Task description
Would you print all of the entries word for word?

◇ ◇ ◇ ◇ ◇

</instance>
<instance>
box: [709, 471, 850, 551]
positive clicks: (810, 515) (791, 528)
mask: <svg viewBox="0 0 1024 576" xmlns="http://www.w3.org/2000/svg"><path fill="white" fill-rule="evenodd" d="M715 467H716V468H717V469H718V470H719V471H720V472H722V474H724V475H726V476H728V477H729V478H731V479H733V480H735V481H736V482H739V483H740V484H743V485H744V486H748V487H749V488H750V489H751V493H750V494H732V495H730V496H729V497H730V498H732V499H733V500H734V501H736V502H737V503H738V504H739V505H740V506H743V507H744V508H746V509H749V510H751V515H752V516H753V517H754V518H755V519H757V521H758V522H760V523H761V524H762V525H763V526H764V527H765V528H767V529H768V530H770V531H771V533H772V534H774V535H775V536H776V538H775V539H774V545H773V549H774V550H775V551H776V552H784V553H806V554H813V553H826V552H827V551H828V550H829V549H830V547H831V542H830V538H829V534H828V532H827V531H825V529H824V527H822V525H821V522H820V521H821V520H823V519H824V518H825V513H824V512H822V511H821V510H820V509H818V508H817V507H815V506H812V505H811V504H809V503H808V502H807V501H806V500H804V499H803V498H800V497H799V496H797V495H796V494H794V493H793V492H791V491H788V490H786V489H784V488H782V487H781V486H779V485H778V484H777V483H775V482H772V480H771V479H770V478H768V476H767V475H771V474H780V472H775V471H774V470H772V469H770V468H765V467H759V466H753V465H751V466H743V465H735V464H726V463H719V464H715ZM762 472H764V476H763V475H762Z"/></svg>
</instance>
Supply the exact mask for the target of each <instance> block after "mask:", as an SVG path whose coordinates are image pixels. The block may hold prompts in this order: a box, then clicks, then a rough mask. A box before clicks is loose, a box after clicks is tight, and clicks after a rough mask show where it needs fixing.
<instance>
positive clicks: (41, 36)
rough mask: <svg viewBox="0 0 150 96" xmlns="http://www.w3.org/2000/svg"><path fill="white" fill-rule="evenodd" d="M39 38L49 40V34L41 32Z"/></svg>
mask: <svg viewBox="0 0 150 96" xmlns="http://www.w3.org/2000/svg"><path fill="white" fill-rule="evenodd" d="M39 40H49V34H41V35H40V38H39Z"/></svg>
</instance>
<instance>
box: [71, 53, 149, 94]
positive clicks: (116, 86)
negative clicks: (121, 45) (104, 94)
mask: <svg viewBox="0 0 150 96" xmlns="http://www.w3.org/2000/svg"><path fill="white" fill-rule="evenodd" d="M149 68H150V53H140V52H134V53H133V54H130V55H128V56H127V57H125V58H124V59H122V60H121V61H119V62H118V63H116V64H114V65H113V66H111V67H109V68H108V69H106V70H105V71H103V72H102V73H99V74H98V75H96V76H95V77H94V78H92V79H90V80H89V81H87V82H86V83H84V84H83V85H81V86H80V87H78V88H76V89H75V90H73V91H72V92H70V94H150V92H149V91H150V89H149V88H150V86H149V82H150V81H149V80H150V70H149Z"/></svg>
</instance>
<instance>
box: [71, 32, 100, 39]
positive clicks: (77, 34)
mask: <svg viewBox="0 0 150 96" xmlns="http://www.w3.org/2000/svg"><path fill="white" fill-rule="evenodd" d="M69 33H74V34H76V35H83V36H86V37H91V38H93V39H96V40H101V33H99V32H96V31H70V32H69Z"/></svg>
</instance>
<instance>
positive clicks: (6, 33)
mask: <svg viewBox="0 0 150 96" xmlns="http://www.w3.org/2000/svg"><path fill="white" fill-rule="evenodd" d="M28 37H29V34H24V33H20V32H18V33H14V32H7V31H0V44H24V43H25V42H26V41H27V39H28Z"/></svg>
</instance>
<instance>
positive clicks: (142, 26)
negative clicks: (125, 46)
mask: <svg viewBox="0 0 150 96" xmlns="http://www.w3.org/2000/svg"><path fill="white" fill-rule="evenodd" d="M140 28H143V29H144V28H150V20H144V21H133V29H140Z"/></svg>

◇ ◇ ◇ ◇ ◇

Output
</instance>
<instance>
box: [709, 471, 850, 551]
positive clicks: (810, 515) (791, 528)
mask: <svg viewBox="0 0 1024 576" xmlns="http://www.w3.org/2000/svg"><path fill="white" fill-rule="evenodd" d="M715 467H716V468H717V469H718V470H719V471H720V472H722V474H724V475H726V476H728V477H729V478H731V479H733V480H735V481H736V482H739V483H740V484H743V485H744V486H748V487H749V488H750V489H751V493H750V494H732V495H730V496H729V497H730V498H732V499H733V500H734V501H736V502H737V503H738V504H739V505H740V506H743V507H744V508H746V509H749V510H751V515H752V516H753V517H754V518H755V519H757V521H758V522H760V523H761V524H762V525H763V526H764V527H765V528H767V529H768V530H770V531H771V533H772V534H774V535H775V536H776V538H775V539H774V545H773V549H774V550H775V551H776V552H784V553H806V554H813V553H826V552H827V551H828V550H829V549H830V547H831V542H830V538H829V534H828V532H827V531H825V529H824V527H822V525H821V522H820V521H821V520H823V519H824V518H825V513H824V512H822V511H821V510H820V509H818V508H817V507H815V506H812V505H811V504H809V503H808V502H807V501H806V500H804V499H803V498H800V497H799V496H797V495H796V494H794V493H793V492H791V491H788V490H786V489H784V488H782V487H781V486H779V485H778V484H777V483H775V482H772V480H771V479H770V478H768V476H767V475H771V474H780V472H775V471H774V470H772V469H770V468H765V467H759V466H753V465H751V466H743V465H735V464H726V463H719V464H715ZM762 472H764V476H763V475H762Z"/></svg>
</instance>
Supply the exact mask for the target of each <instance> block after "mask:", as an SVG path whose coordinates are image pixels. The block may hold prompts in this order: a box, then clicks, then a rough mask. A box before clicks is loose, a box after clicks is tight, and clicks after a rough mask show where it needs fixing.
<instance>
positive clicks: (41, 36)
rough mask: <svg viewBox="0 0 150 96" xmlns="http://www.w3.org/2000/svg"><path fill="white" fill-rule="evenodd" d="M39 38L49 40V34L41 32Z"/></svg>
mask: <svg viewBox="0 0 150 96" xmlns="http://www.w3.org/2000/svg"><path fill="white" fill-rule="evenodd" d="M39 40H49V34H41V35H40V38H39Z"/></svg>
</instance>
<instance>
box: [71, 53, 149, 94]
positive clicks: (116, 86)
negative clicks: (121, 45) (104, 94)
mask: <svg viewBox="0 0 150 96" xmlns="http://www.w3.org/2000/svg"><path fill="white" fill-rule="evenodd" d="M149 68H150V53H140V52H134V53H133V54H130V55H128V56H127V57H125V58H124V59H122V60H121V61H119V62H118V63H116V64H114V65H113V66H111V67H109V68H108V69H106V70H105V71H103V72H102V73H99V74H98V75H96V76H95V77H94V78H92V79H90V80H89V81H87V82H86V83H84V84H83V85H81V86H80V87H78V88H76V89H75V90H73V91H72V92H70V94H150V92H149V91H150V89H149V88H150V86H149V82H150V81H149V80H150V70H149Z"/></svg>
</instance>
<instance>
box: [71, 32, 100, 39]
positive clicks: (77, 34)
mask: <svg viewBox="0 0 150 96" xmlns="http://www.w3.org/2000/svg"><path fill="white" fill-rule="evenodd" d="M69 33H74V34H76V35H83V36H86V37H91V38H93V39H96V40H101V33H99V32H96V31H70V32H69Z"/></svg>
</instance>
<instance>
positive clicks: (6, 33)
mask: <svg viewBox="0 0 150 96" xmlns="http://www.w3.org/2000/svg"><path fill="white" fill-rule="evenodd" d="M28 37H29V34H24V33H20V32H18V33H14V32H7V31H0V44H24V43H25V42H26V41H27V39H28Z"/></svg>
</instance>
<instance>
positive clicks: (142, 26)
negative clicks: (125, 46)
mask: <svg viewBox="0 0 150 96" xmlns="http://www.w3.org/2000/svg"><path fill="white" fill-rule="evenodd" d="M140 28H143V29H144V28H150V20H144V21H133V29H140Z"/></svg>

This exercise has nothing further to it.